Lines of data

=-=-=

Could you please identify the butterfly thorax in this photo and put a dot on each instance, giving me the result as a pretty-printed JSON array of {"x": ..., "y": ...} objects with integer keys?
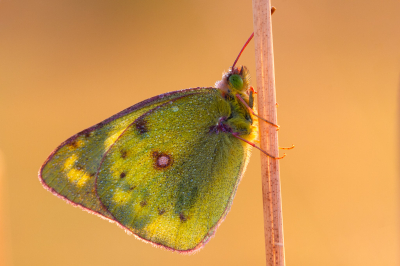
[{"x": 235, "y": 83}]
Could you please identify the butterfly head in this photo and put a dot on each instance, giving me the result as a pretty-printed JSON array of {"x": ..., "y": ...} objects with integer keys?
[{"x": 236, "y": 80}]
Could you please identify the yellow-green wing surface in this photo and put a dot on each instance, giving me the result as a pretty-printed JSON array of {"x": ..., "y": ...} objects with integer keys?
[
  {"x": 69, "y": 172},
  {"x": 168, "y": 178}
]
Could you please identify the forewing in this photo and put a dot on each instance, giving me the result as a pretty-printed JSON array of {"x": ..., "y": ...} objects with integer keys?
[
  {"x": 70, "y": 170},
  {"x": 168, "y": 178}
]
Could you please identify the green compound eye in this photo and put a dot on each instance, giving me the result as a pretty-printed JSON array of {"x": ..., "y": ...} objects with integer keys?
[{"x": 236, "y": 82}]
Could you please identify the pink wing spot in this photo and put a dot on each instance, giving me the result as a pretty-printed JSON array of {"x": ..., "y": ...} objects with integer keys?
[{"x": 162, "y": 160}]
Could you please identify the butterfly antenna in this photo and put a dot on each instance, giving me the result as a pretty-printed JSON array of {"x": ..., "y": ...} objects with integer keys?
[
  {"x": 251, "y": 37},
  {"x": 241, "y": 51}
]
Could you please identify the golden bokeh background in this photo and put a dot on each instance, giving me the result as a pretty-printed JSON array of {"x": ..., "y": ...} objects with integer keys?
[{"x": 67, "y": 64}]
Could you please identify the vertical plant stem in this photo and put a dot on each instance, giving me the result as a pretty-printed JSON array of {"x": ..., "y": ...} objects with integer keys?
[{"x": 273, "y": 223}]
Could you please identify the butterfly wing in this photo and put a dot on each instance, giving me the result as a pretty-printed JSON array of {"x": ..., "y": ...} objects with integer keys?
[
  {"x": 168, "y": 178},
  {"x": 69, "y": 172}
]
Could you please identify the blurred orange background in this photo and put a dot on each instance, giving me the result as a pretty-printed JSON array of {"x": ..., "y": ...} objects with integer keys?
[{"x": 66, "y": 65}]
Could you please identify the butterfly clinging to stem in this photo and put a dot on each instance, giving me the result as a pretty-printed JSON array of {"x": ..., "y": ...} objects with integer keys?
[{"x": 165, "y": 169}]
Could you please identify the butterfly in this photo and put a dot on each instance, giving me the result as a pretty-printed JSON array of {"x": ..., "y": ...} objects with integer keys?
[{"x": 165, "y": 169}]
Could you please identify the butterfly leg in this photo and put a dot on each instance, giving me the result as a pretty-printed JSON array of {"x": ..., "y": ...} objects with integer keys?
[
  {"x": 251, "y": 111},
  {"x": 287, "y": 148},
  {"x": 236, "y": 135}
]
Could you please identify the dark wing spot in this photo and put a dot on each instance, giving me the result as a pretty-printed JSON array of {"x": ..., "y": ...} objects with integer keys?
[
  {"x": 161, "y": 211},
  {"x": 161, "y": 160},
  {"x": 73, "y": 144},
  {"x": 141, "y": 125},
  {"x": 182, "y": 217},
  {"x": 123, "y": 154},
  {"x": 88, "y": 134}
]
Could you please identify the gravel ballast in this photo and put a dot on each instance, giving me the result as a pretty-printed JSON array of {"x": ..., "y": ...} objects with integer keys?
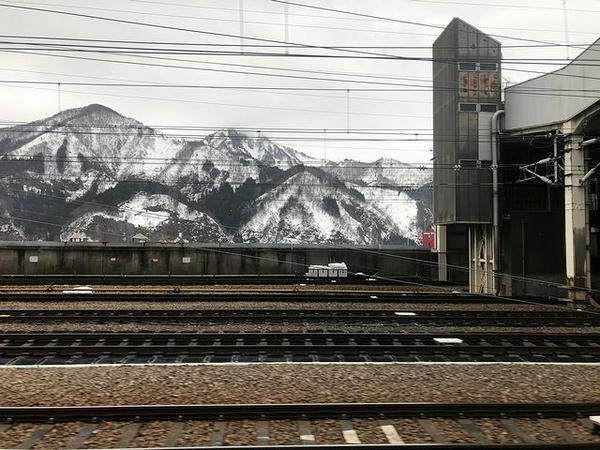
[
  {"x": 274, "y": 383},
  {"x": 294, "y": 327},
  {"x": 284, "y": 305}
]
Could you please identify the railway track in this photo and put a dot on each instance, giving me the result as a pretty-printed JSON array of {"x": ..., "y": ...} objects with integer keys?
[
  {"x": 123, "y": 280},
  {"x": 230, "y": 347},
  {"x": 436, "y": 318},
  {"x": 365, "y": 425},
  {"x": 57, "y": 295}
]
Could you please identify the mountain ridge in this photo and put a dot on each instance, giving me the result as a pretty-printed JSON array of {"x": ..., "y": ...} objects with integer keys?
[{"x": 85, "y": 169}]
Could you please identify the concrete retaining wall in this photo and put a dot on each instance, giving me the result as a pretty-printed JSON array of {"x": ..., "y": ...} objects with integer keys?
[{"x": 46, "y": 258}]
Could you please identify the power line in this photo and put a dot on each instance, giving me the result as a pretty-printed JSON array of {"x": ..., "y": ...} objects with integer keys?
[
  {"x": 505, "y": 5},
  {"x": 187, "y": 30}
]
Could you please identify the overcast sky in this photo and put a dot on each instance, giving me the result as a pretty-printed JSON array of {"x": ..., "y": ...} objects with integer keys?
[{"x": 261, "y": 110}]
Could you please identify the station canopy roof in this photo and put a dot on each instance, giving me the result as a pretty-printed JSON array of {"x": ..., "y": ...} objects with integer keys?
[{"x": 555, "y": 97}]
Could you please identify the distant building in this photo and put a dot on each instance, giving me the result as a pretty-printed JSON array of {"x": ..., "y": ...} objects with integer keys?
[
  {"x": 516, "y": 183},
  {"x": 428, "y": 239},
  {"x": 78, "y": 237}
]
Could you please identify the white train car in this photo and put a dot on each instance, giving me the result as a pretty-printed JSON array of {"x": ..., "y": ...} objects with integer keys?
[{"x": 331, "y": 270}]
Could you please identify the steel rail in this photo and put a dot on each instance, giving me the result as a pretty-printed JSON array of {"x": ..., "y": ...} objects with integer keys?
[
  {"x": 343, "y": 411},
  {"x": 255, "y": 347},
  {"x": 295, "y": 410},
  {"x": 8, "y": 279},
  {"x": 428, "y": 446},
  {"x": 279, "y": 296},
  {"x": 444, "y": 317}
]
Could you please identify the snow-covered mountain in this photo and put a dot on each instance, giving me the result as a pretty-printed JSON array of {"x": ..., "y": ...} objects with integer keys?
[{"x": 94, "y": 170}]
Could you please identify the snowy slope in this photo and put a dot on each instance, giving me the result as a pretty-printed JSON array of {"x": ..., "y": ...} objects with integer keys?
[
  {"x": 92, "y": 169},
  {"x": 159, "y": 217},
  {"x": 383, "y": 172},
  {"x": 308, "y": 208}
]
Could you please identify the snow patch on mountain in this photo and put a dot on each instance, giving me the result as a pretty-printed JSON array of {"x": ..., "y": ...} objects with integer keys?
[
  {"x": 398, "y": 206},
  {"x": 305, "y": 208}
]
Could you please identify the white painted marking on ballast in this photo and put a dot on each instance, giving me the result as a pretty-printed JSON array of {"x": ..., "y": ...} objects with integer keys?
[{"x": 448, "y": 340}]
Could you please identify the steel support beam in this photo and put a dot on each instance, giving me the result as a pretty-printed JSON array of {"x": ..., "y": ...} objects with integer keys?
[
  {"x": 577, "y": 232},
  {"x": 441, "y": 244},
  {"x": 481, "y": 259}
]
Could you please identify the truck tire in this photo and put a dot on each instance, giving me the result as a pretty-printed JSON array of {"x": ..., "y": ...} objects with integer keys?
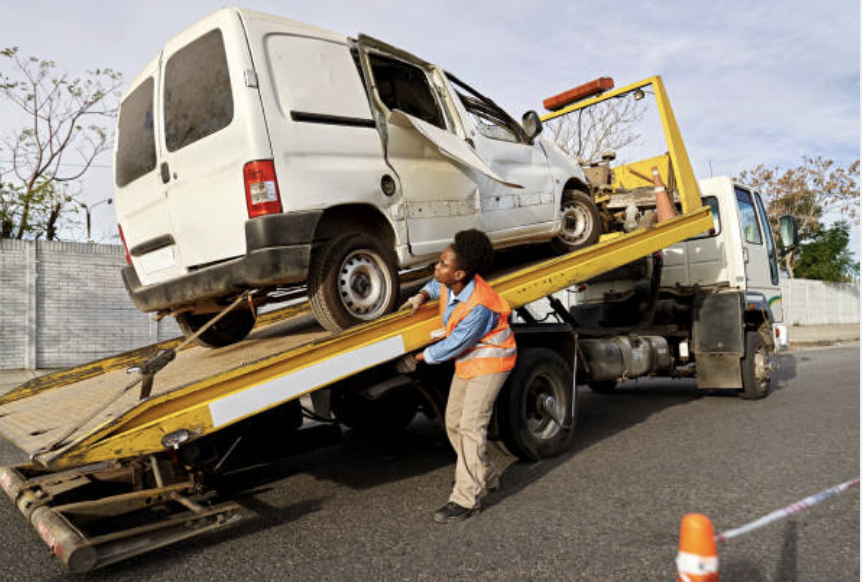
[
  {"x": 390, "y": 413},
  {"x": 353, "y": 279},
  {"x": 603, "y": 386},
  {"x": 581, "y": 223},
  {"x": 526, "y": 430},
  {"x": 230, "y": 329},
  {"x": 756, "y": 367}
]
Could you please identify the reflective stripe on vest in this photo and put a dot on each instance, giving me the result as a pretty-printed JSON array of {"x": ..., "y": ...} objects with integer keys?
[{"x": 496, "y": 351}]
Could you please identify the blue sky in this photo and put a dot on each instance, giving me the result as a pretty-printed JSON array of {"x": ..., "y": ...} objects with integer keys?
[{"x": 751, "y": 82}]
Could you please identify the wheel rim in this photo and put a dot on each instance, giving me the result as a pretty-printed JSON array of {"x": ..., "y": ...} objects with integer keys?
[
  {"x": 762, "y": 368},
  {"x": 545, "y": 398},
  {"x": 363, "y": 284},
  {"x": 577, "y": 224}
]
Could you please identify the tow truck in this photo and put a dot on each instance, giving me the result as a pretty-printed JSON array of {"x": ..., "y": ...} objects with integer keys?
[{"x": 121, "y": 449}]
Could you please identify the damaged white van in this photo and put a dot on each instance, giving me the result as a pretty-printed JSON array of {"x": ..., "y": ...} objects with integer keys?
[{"x": 259, "y": 152}]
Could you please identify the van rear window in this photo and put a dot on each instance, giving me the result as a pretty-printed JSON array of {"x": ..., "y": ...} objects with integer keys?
[
  {"x": 198, "y": 100},
  {"x": 136, "y": 148}
]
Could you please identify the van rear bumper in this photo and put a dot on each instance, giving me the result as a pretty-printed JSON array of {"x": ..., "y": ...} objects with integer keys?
[{"x": 279, "y": 252}]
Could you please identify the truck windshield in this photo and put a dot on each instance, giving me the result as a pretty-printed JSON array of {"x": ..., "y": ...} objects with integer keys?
[{"x": 748, "y": 217}]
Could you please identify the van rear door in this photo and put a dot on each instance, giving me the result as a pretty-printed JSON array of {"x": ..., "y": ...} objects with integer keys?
[{"x": 212, "y": 125}]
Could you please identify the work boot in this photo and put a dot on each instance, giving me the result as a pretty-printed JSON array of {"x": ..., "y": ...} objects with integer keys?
[{"x": 454, "y": 512}]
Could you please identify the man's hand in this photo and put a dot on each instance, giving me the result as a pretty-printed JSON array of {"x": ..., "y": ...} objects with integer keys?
[{"x": 415, "y": 302}]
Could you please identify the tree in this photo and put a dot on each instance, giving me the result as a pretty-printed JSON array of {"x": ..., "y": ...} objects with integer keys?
[
  {"x": 62, "y": 136},
  {"x": 809, "y": 191},
  {"x": 609, "y": 125},
  {"x": 827, "y": 256}
]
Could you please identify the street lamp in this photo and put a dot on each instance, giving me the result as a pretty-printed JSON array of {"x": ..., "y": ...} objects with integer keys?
[{"x": 88, "y": 208}]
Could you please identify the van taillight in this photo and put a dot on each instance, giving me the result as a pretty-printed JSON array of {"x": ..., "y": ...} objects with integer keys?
[
  {"x": 261, "y": 188},
  {"x": 125, "y": 246}
]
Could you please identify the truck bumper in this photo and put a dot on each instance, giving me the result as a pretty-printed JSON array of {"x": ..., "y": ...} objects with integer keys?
[{"x": 279, "y": 252}]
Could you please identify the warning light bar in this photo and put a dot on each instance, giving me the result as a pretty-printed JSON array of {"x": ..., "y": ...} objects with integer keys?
[{"x": 579, "y": 93}]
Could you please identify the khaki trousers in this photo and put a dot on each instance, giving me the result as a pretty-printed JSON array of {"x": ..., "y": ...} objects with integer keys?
[{"x": 468, "y": 411}]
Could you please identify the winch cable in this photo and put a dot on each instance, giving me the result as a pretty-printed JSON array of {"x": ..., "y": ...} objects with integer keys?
[{"x": 146, "y": 374}]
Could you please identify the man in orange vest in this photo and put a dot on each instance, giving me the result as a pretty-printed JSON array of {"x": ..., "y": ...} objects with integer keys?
[{"x": 479, "y": 339}]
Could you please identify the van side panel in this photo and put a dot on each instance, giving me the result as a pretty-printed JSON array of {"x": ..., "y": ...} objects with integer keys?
[{"x": 325, "y": 143}]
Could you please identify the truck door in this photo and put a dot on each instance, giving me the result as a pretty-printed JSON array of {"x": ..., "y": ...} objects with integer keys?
[
  {"x": 758, "y": 246},
  {"x": 440, "y": 197}
]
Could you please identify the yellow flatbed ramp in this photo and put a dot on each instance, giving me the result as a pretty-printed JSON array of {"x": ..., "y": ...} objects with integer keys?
[{"x": 204, "y": 390}]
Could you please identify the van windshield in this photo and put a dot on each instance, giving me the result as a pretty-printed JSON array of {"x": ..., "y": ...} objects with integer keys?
[
  {"x": 197, "y": 100},
  {"x": 136, "y": 147}
]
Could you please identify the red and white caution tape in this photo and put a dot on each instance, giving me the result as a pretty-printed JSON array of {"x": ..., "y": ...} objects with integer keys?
[{"x": 786, "y": 511}]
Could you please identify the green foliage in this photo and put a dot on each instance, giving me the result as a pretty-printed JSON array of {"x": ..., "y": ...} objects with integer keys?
[
  {"x": 827, "y": 256},
  {"x": 55, "y": 147}
]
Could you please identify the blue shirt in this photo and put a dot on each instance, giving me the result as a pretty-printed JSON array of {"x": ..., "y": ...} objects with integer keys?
[{"x": 476, "y": 324}]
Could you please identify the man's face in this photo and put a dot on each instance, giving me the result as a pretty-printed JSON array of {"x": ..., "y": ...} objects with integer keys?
[{"x": 446, "y": 270}]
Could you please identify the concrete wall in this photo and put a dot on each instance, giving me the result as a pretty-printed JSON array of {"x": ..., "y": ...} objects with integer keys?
[
  {"x": 64, "y": 304},
  {"x": 808, "y": 302}
]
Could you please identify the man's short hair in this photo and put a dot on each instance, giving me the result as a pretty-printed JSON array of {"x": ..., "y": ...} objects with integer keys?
[{"x": 473, "y": 251}]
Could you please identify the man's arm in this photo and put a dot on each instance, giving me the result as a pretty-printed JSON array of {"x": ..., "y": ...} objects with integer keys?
[{"x": 477, "y": 324}]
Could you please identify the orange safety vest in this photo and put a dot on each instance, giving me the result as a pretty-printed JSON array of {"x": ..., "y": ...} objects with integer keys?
[{"x": 496, "y": 351}]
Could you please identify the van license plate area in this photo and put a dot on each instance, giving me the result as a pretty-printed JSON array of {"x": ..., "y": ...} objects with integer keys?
[{"x": 158, "y": 260}]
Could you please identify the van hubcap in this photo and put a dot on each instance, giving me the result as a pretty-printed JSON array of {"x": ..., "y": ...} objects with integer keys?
[
  {"x": 363, "y": 284},
  {"x": 577, "y": 223}
]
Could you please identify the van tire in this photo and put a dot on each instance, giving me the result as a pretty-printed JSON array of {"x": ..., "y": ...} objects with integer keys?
[
  {"x": 526, "y": 432},
  {"x": 230, "y": 329},
  {"x": 581, "y": 223},
  {"x": 345, "y": 275}
]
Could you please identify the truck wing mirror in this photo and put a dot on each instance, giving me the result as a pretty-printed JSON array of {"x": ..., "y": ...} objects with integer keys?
[
  {"x": 532, "y": 124},
  {"x": 788, "y": 231}
]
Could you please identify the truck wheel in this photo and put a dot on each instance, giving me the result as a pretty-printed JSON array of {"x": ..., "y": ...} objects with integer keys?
[
  {"x": 353, "y": 279},
  {"x": 538, "y": 390},
  {"x": 603, "y": 386},
  {"x": 230, "y": 329},
  {"x": 390, "y": 413},
  {"x": 756, "y": 367},
  {"x": 581, "y": 223}
]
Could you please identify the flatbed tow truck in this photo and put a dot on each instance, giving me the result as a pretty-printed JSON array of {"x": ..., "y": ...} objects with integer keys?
[{"x": 119, "y": 461}]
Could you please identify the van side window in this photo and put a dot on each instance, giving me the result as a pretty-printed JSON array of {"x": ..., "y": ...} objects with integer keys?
[
  {"x": 136, "y": 148},
  {"x": 198, "y": 100},
  {"x": 405, "y": 87},
  {"x": 488, "y": 117},
  {"x": 748, "y": 217},
  {"x": 770, "y": 242},
  {"x": 712, "y": 202}
]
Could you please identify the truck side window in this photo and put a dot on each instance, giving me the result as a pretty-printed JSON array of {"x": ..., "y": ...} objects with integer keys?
[
  {"x": 136, "y": 148},
  {"x": 198, "y": 100},
  {"x": 712, "y": 202},
  {"x": 748, "y": 217},
  {"x": 405, "y": 87},
  {"x": 770, "y": 242},
  {"x": 488, "y": 117}
]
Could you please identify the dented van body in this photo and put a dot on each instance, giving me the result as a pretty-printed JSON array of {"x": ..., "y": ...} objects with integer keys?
[{"x": 252, "y": 145}]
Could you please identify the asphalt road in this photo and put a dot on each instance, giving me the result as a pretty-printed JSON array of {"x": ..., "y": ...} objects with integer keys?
[{"x": 607, "y": 510}]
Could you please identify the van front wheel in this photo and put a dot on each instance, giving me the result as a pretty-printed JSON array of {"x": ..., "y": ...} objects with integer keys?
[{"x": 353, "y": 280}]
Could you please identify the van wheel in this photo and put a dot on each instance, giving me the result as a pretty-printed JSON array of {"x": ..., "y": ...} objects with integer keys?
[
  {"x": 353, "y": 280},
  {"x": 538, "y": 390},
  {"x": 230, "y": 329},
  {"x": 581, "y": 223},
  {"x": 756, "y": 367}
]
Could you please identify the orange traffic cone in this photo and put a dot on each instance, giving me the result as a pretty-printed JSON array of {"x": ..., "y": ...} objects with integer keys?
[
  {"x": 663, "y": 205},
  {"x": 697, "y": 560}
]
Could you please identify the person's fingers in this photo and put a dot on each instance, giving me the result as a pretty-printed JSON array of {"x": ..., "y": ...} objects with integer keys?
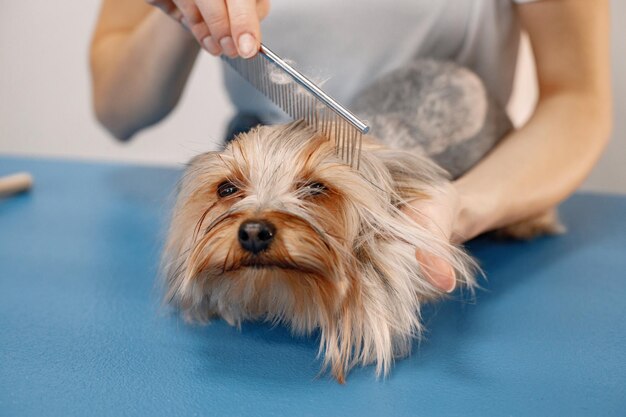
[
  {"x": 244, "y": 26},
  {"x": 438, "y": 271},
  {"x": 262, "y": 9},
  {"x": 166, "y": 6},
  {"x": 193, "y": 20},
  {"x": 215, "y": 14}
]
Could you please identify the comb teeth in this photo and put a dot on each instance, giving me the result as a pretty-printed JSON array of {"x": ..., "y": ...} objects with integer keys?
[{"x": 300, "y": 98}]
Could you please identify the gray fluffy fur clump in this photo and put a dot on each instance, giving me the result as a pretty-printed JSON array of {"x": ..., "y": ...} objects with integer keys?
[{"x": 437, "y": 108}]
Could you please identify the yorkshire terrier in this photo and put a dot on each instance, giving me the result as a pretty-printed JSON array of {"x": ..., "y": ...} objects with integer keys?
[{"x": 277, "y": 227}]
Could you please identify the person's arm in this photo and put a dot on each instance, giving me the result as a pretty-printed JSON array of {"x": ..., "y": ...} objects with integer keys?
[
  {"x": 539, "y": 165},
  {"x": 536, "y": 167},
  {"x": 140, "y": 62}
]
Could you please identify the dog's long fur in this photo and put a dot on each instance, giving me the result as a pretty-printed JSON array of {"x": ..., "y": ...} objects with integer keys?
[{"x": 342, "y": 261}]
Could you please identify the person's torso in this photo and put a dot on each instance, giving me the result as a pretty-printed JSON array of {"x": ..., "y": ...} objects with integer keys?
[{"x": 349, "y": 44}]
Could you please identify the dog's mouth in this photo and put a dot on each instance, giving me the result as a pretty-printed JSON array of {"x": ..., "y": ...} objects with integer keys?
[{"x": 267, "y": 264}]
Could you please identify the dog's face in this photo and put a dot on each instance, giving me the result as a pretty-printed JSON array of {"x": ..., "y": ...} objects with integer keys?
[{"x": 277, "y": 228}]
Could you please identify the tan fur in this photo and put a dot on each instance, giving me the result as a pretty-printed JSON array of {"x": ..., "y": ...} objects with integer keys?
[{"x": 342, "y": 261}]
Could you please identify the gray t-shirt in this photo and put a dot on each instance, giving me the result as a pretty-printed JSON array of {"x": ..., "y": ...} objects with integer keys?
[{"x": 348, "y": 44}]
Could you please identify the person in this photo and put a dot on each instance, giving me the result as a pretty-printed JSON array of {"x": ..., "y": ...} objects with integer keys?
[{"x": 141, "y": 58}]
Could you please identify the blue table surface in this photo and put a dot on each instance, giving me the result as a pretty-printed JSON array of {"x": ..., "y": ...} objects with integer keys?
[{"x": 82, "y": 332}]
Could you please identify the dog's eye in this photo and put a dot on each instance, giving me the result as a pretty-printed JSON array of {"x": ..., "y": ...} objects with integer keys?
[
  {"x": 314, "y": 188},
  {"x": 226, "y": 188}
]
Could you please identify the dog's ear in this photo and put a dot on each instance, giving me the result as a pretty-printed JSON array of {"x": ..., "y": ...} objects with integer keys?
[{"x": 413, "y": 173}]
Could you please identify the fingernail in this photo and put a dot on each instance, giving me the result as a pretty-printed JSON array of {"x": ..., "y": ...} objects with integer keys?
[
  {"x": 228, "y": 46},
  {"x": 247, "y": 45},
  {"x": 211, "y": 46}
]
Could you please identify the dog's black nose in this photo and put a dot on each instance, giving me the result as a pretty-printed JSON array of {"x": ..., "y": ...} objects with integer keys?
[{"x": 255, "y": 236}]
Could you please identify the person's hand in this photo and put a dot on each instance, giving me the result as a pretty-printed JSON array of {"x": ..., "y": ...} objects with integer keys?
[
  {"x": 437, "y": 214},
  {"x": 231, "y": 27}
]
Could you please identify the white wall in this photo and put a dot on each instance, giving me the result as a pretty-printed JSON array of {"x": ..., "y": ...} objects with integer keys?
[
  {"x": 45, "y": 101},
  {"x": 45, "y": 104}
]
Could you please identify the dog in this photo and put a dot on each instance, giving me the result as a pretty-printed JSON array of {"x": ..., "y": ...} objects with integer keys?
[{"x": 277, "y": 228}]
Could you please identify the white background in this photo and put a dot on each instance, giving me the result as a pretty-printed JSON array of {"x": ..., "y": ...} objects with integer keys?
[{"x": 45, "y": 103}]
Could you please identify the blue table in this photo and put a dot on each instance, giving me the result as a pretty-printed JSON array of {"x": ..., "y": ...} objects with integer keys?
[{"x": 81, "y": 331}]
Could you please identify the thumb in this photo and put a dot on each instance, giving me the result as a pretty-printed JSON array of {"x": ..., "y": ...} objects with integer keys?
[{"x": 438, "y": 271}]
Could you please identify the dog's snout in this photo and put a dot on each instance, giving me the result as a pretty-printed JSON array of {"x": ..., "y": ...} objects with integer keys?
[{"x": 255, "y": 236}]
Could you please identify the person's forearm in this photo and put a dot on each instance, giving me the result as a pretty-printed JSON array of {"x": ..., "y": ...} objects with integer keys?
[
  {"x": 537, "y": 166},
  {"x": 139, "y": 75}
]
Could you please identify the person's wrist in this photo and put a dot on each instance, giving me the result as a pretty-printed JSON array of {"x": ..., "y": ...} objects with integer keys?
[{"x": 475, "y": 214}]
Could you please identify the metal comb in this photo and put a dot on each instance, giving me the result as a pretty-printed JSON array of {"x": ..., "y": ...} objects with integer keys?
[{"x": 300, "y": 98}]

=-=-=

Exercise description
Change "pretty-printed" to "neatly indented" wherever it appears, starting with the line containing "Could you please identify the blue table in" and going on through the last of the items. Write those lines out again with nothing else altered.

Result for this exercise
Could you please identify the blue table in this photo and put a dot on each instance, giving me the result as a neatly indented JSON array of {"x": ..., "y": ...} objects with integer keys?
[{"x": 81, "y": 331}]
Could you please identify the thumb in this photo and put a dot on each instance, giving me the result as a neatly indented JSON array of {"x": ..., "y": ...} objects with integer keys?
[{"x": 438, "y": 271}]
Could you please identify the dog's snout in this photo and put a dot on each instance, giving me the result as a neatly indented JSON array of {"x": ..., "y": ...} objects with integer keys?
[{"x": 255, "y": 236}]
Could you please identify the person's forearm in this photo and put a dot on each instance, giving me the result as a neatly indented JSON array of {"x": ..., "y": ...} objects with integer keys?
[
  {"x": 537, "y": 166},
  {"x": 139, "y": 75}
]
Could you please identify the person's wrist in this photo and put a dot on each instance, giving me the result as a neatly indented JSON array of {"x": ..., "y": ...} objects with integer keys?
[{"x": 475, "y": 214}]
Could you please identify the metal comb in this photo and put a dot on each instance, giving me the result as a neatly indented JSON array of {"x": ..., "y": ...} objects with integer keys?
[{"x": 300, "y": 98}]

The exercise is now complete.